◆ PROBLEM STATEMENT: Write the next part of the mailing-list thread about the failed HDFS vote, starting right after its last line.

Posted by Konstantin Shvachko <sh...@gmail.com>.

This vote failed due to Daryn Sharp's veto.
The concern is being addressed by HDFS-13873. I will start a new vote once
this is committed.

Note for Daryn. Your non-responsive handling of the veto makes a bad
precedence and is a bad example of communication on the lists from a
respected member of this community. Please check your availability for
followup discussions if you choose to get involved with important decisions.

On Fri, Dec 7, 2018 at 4:10 PM Konstantin Shvachko <sh...@gmail.com>
wrote:

> Hi Daryn,
>
> Wanted to backup Chen's earlier response to your concerns about rotating
> calls in the call queue.
> Our design
> 1. targets directly the livelock problem by rejecting calls on the
> Observer that are not likely to be responded in timely matter: HDFS-13873.
> 2. The call queue rotation is only done on Observers, and never on the
> active NN, so it stays free of attacks like you suggest.
>
> If this is a satisfactory mitigation for the problem could you please
> reconsider your -1, so that people could continue voting on this thread.
>
> Thanks,
> --Konst
>
> On Thu, Dec 6, 2018 at 10:38 AM Daryn Sharp <da...@oath.com> wrote:
>
>> -1 pending additional info.  After a cursory scan, I have serious
>> concerns regarding the design.  This seems like a feature that should have
>> been purely implemented in hdfs w/o touching the common IPC layer.
>>
>> The biggest issue in the alignment context.  It's purpose appears to be
>> for allowing handlers to reinsert calls back into the call queue.  That's
>> completely unacceptable.  A buggy or malicious client can easily cause
>> livelock in the IPC layer with handlers only looping on calls that never
>> satisfy the condition.  Why is this not implemented via RetriableExceptions?
>>
>> On Thu, Dec 6, 2018 at 1:24 AM Yongjun Zhang <yz...@cloudera.com.invalid>
>> wrote:
>>
>>> Great work guys.
>>>
>>> Wonder if we can elaborate what's impact of not having #2 fixed, and why
>>> #2
>>> is not needed for the feature to complete?
>>> 2. Need to fix automatic failover with ZKFC. Currently it does not
>>> doesn't
>>> know about ObserverNodes trying to convert them to SBNs.
>>>
>>> Thanks.

◆ DATASET RECORDS:

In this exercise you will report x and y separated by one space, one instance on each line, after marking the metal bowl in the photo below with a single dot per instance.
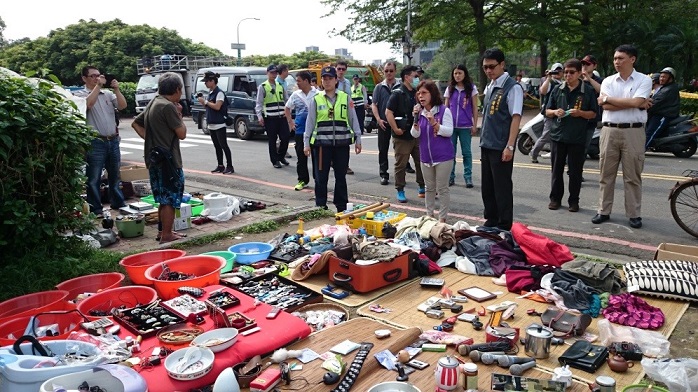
394 386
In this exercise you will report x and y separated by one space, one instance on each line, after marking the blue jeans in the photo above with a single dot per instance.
103 154
463 134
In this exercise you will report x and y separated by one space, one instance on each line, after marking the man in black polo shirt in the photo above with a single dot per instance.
572 105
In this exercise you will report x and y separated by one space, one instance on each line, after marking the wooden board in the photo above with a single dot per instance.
361 330
403 305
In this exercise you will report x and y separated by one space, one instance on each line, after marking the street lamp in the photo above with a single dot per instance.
239 46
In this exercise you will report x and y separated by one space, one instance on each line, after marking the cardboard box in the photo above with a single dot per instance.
667 251
184 211
182 223
133 172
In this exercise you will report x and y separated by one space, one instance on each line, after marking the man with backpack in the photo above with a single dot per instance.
216 115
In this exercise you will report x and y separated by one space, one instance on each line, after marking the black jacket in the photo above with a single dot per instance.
666 102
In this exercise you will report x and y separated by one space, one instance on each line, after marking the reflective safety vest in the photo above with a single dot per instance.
332 126
273 99
357 94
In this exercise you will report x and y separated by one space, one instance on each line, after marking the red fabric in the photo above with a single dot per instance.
539 249
279 332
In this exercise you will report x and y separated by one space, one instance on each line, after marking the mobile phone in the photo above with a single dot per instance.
110 78
417 364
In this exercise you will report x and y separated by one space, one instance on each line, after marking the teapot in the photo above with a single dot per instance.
619 364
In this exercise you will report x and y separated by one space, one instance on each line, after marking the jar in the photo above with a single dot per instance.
470 380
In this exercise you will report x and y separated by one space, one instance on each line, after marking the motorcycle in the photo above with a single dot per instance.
533 129
680 138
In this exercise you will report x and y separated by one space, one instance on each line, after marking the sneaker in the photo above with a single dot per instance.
300 185
401 196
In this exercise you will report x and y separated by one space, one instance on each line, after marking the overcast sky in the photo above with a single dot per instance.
284 27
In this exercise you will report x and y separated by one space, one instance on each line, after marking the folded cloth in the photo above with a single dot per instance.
316 264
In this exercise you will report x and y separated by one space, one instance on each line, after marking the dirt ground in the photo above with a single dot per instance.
683 339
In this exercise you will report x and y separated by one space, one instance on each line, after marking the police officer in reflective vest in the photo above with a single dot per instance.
360 97
331 127
270 113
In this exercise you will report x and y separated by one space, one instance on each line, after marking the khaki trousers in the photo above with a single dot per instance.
627 147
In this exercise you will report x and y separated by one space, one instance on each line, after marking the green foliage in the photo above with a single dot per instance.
128 89
42 145
113 47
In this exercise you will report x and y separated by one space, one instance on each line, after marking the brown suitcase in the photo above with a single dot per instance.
365 278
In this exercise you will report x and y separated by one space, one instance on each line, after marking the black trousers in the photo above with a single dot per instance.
573 155
277 127
383 147
338 158
497 189
220 144
302 167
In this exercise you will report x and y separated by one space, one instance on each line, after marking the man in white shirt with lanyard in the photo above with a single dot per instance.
623 135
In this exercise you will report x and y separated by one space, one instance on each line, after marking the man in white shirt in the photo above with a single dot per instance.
623 135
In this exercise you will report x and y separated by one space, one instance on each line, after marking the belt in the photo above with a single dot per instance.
623 125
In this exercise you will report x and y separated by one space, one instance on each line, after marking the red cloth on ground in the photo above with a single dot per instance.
539 249
276 333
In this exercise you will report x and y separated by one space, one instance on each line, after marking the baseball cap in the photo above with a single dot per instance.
589 59
669 70
329 71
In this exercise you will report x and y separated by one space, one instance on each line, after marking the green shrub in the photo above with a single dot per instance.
42 147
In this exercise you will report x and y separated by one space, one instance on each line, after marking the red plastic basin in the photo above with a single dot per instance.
91 283
33 303
128 296
206 271
135 265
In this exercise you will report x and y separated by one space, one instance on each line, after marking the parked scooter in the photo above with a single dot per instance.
680 138
533 129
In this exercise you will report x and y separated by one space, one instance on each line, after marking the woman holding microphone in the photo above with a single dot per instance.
433 127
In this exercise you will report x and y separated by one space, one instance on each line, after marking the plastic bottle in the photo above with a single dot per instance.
471 379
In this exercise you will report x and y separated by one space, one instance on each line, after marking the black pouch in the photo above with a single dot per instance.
584 356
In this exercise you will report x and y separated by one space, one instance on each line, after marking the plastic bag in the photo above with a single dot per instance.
679 375
232 208
653 344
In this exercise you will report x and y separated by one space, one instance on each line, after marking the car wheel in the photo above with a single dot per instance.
525 144
203 124
242 130
689 150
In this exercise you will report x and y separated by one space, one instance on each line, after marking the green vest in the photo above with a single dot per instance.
332 126
273 99
357 94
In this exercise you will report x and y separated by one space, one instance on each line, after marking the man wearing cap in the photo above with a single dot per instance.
270 112
359 96
331 127
552 79
663 106
622 141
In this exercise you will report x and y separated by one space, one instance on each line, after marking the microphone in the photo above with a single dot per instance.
476 356
518 370
508 360
489 358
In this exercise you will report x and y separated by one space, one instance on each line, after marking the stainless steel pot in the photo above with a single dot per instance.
537 343
394 386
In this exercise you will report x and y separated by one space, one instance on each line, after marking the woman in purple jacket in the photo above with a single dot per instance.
433 126
461 98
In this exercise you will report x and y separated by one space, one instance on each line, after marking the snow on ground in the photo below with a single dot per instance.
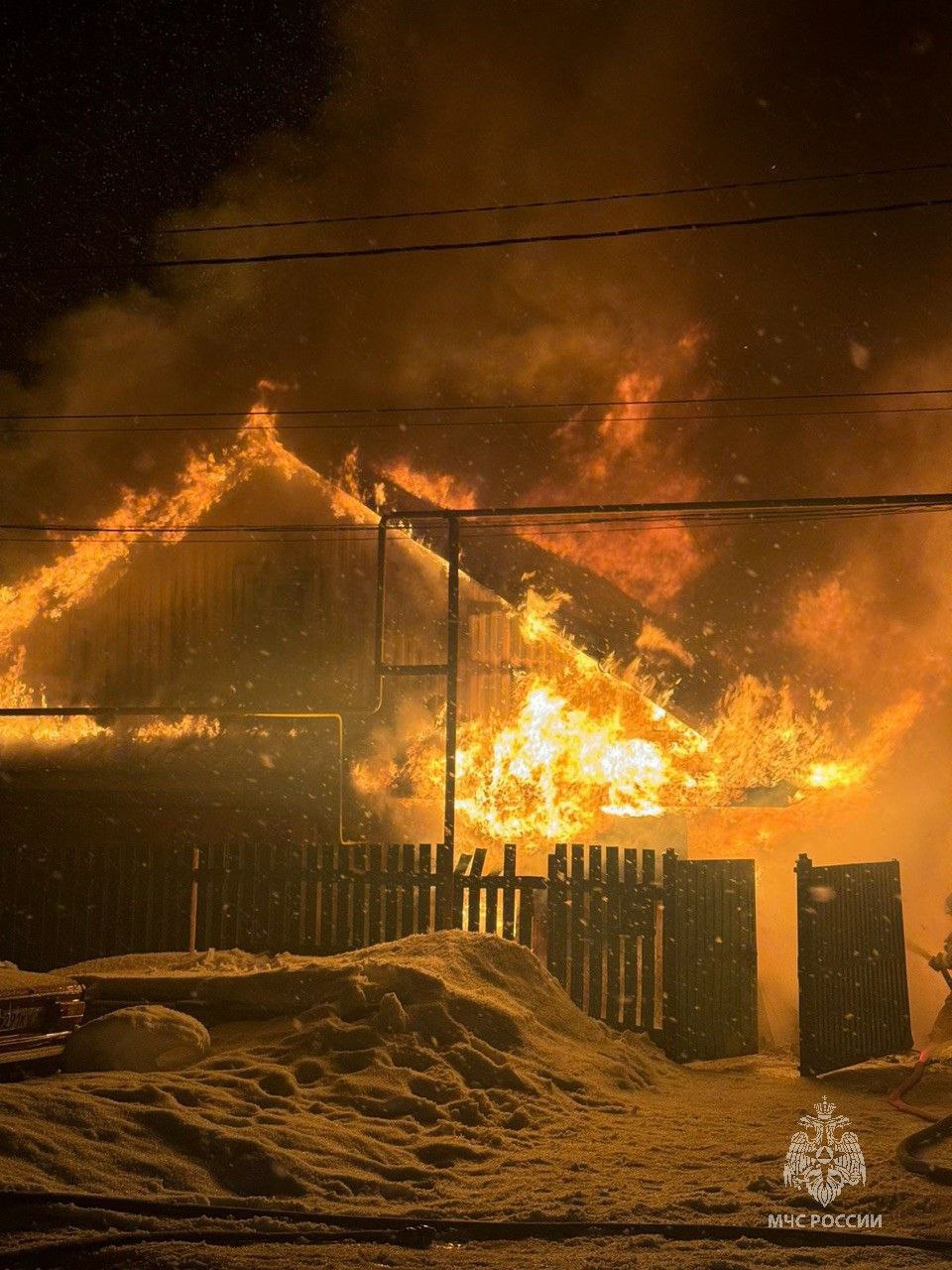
448 1075
137 1039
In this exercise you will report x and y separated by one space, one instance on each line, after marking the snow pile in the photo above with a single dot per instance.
137 1039
13 980
417 1071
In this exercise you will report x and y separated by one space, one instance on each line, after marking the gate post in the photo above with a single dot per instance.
670 970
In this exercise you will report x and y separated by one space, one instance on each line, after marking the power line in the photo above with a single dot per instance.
513 240
731 186
536 530
489 407
752 417
569 516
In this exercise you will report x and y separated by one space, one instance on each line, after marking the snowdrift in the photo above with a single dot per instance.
137 1039
405 1072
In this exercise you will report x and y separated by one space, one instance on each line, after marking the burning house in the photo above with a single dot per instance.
226 683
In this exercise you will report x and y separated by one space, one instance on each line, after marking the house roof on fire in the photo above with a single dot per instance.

◆ THE RESPONSE:
>>> --Yongjun
>>>
>>>
>>> On Wed, Dec 5, 2018 at 5:27 PM Konstantin Shvachko <shv.hadoop@gmail.com
>>> >
>>> wrote:
>>>
>>> > Hi Hadoop developers,
>>> >
>>> > I would like to propose to merge to trunk the feature branch
>>> HDFS-12943 for
>>> > Consistent Reads from Standby Node. The feature is intended to scale
>>> read
>>> > RPC workloads. On large clusters reads comprise 95% of all RPCs to the
>>> > NameNode. We should be able to accommodate higher overall RPC
>>> workloads (up
>>> > to 4x by some estimates) by adding multiple ObserverNodes.
>>> >
>>> > The main functionality has been implemented see sub-tasks of
>>> HDFS-12943.
>>> > We followed up with the test plan. Testing was done on two independent
>>> > clusters (see HDFS-14058 and HDFS-14059) with security enabled.
>>> > We ran standard HDFS commands, MR jobs, admin commands including manual
>>> > failover.
>>> > We know of one cluster running this feature in production.
>>> >
>>> > There are a few outstanding issues:
>>> > 1. Need to provide proper documentation - a user guide for the new
>>> feature
>>> > 2. Need to fix automatic failover with ZKFC. Currently it does not
>>> doesn't
>>> > know about ObserverNodes trying to convert them to SBNs.
>>> > 3. Scale testing and performance fine-tuning
>>> > 4. As testing progresses, we continue fixing non-critical bugs like
>>> > HDFS-14116.
>>> >
>>> > I attached a unified patch to the umbrella jira for the review and
>>> Jenkins
>>> > build.
>>> > Please vote on this thread. The vote will run for 7 days until Wed Dec
>>> 12.
>>> >
>>> > Thanks,
>>> > --Konstantin
>>> >
>>>
>>
>>
>> --
>>
>> Daryn
>>
>

Re: [VOTE] Merge HDFS-12943 branch to trunk - Consistent Reads from Standby

Posted by Yongjun Zhang <yz...@cloudera.com.INVALID>.

Hi Konstantin,

Thanks for addressing my other question about failover.

Some thought to share about the suggestion Daryn made.  Seems we could try
this: let ObserverNode throws an RetriableException back to client saying
it has not reached the transaction ID to serve the client yet, maybe even
include the transaction ID gap information in the exception, then when the
client received the RetriableException, it can decide whether the continue
to send the request to the observer node again, or to the active NN when
the gap is too big.

Though saving another RPC would help the performance with the current
implementation, I expect the above mentioned exception only happens
infrequently, so the performance won't be too bad, plus the client has a
chance to try ANN when knowing that the observer is too behind at extreme
case.

I wonder how different the performance is between these two approaches in
cluster with real workload.

Comments?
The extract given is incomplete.